Text passage:
####################

-1

Why does \p{P} when used in (^|\p{P})(?!,alpha,),*alpha,* behave differently from \p{Ps} used in (^|\p{Ps})(?!,alpha,),*alpha,* when used to process (,alpha, \p{P} matches whereas \p{Ps} does not match

asr
  • 11
  • 1
  • The problem is with \p{Po}. For example, `(^|[\p{P}-[\p{Po}]])(?!,alpha,),*alpha,*` works as wanted. But I would still be interested in knowing why. – asr Oct 18 '20 at 11:01
  • See the [list of chars matched with `\p{Ps}`](https://www.fileformat.info/info/unicode/category/Ps/list.htm). All cateogries list: https://www.fileformat.info/info/unicode/category/index.htm – Wiktor Stribiżew Oct 18 '20 at 11:11

1 Answers1

0

Because \p{P} matches the , in your string, not (.

This is because you have a negative lookahead (?!,alpha,) after \p{P}. This means that "after 'any punctuation', there must not be the string ,alpha,". Well, There is ,alpha, after (, so \p{P} fails to match (. The regex engine moves forward one character, and tries again. This time, \p{P} matches , and there is no ,alpha, after , (there is only alpha,!), and the rest of the match succeeds too, so the whole match succeeds. The matched string is ,alpha,, without the (.

If you change the \p{P} to \p{Ps}, it will fail to match ( just like before, but also fail to match ,, causing the whole match the fail. Note that the ^ alternative doesn't get chosen, because even though the lookahead passes, your regex requires a , to immediately follow. But after the start of string, there is a ( instead.

Sweeper
  • 145,870
  • 17
  • 129
  • 225

####################

Dataset section:
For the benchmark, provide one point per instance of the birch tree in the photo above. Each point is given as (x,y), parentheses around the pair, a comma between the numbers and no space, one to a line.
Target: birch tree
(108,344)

####################

Exercise instructions:
1. From the regex thread, set down the passage that begins at the words "This is because" and stops after the words "without the (.".
2. According to the regex thread, why does the ^ alternative fail to produce a match once \p{P} is changed to \p{Ps}? Answer in one to three sentences.

Answers to each task:
1.
This is because you have a negative lookahead (?!,alpha,) after \p{P}. This means that "after 'any punctuation', there must not be the string ,alpha,". Well, There is ,alpha, after (, so \p{P} fails to match (. The regex engine moves forward one character, and tries again. This time, \p{P} matches , and there is no ,alpha, after , (there is only alpha,!), and the rest of the match succeeds too, so the whole match succeeds. The matched string is ,alpha,, without the (.

2. The lookahead passes at the start of the string, but the regex requires a , to follow immediately. After the start of the string there is a ( instead, so that alternative fails.